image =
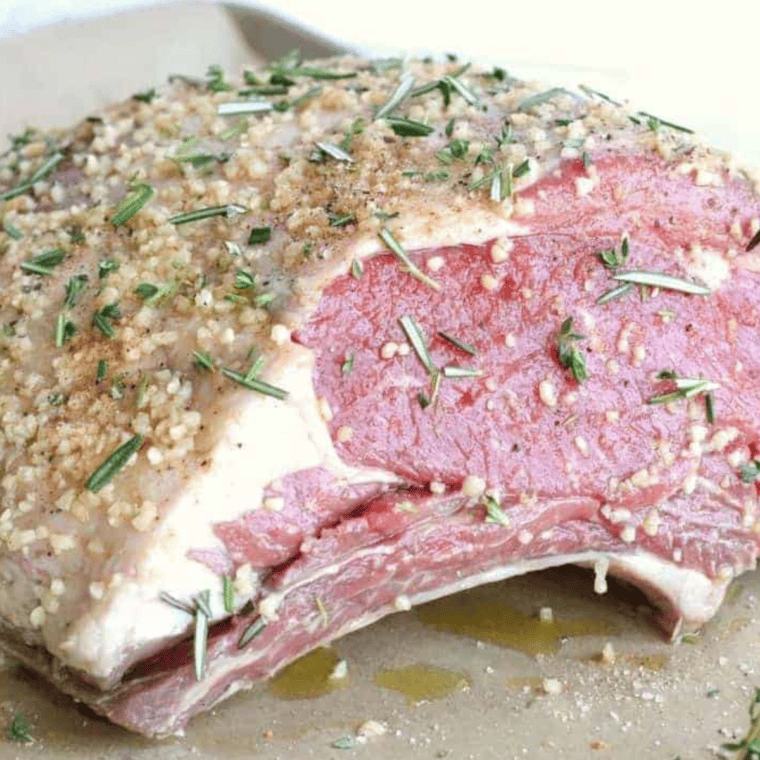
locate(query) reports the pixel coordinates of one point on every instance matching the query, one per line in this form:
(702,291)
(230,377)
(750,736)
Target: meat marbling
(385,477)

__Try it__.
The answer must be the full listing above, copied exactly, with no pictures in it.

__Written response__.
image =
locate(query) reports the pixel coordinates of one point on every instance matching the query, one per line in this form:
(702,291)
(230,377)
(750,736)
Target: meat marbling
(385,477)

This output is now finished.